**EXERCISE PROMPT**
Reproduce all of the data below with each request line left as it is, and offset every coordinate in the answers by adding 44 to each number.

**SOURCE MATERIAL**
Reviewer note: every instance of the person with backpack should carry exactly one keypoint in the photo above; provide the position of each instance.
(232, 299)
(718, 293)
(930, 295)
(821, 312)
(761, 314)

**CORRECT RESPONSE**
Reviewer note: every instance of the person with backpack should carry exactly one keypoint in the photo above; provide the position of each instance.
(276, 343)
(762, 337)
(974, 339)
(865, 356)
(805, 358)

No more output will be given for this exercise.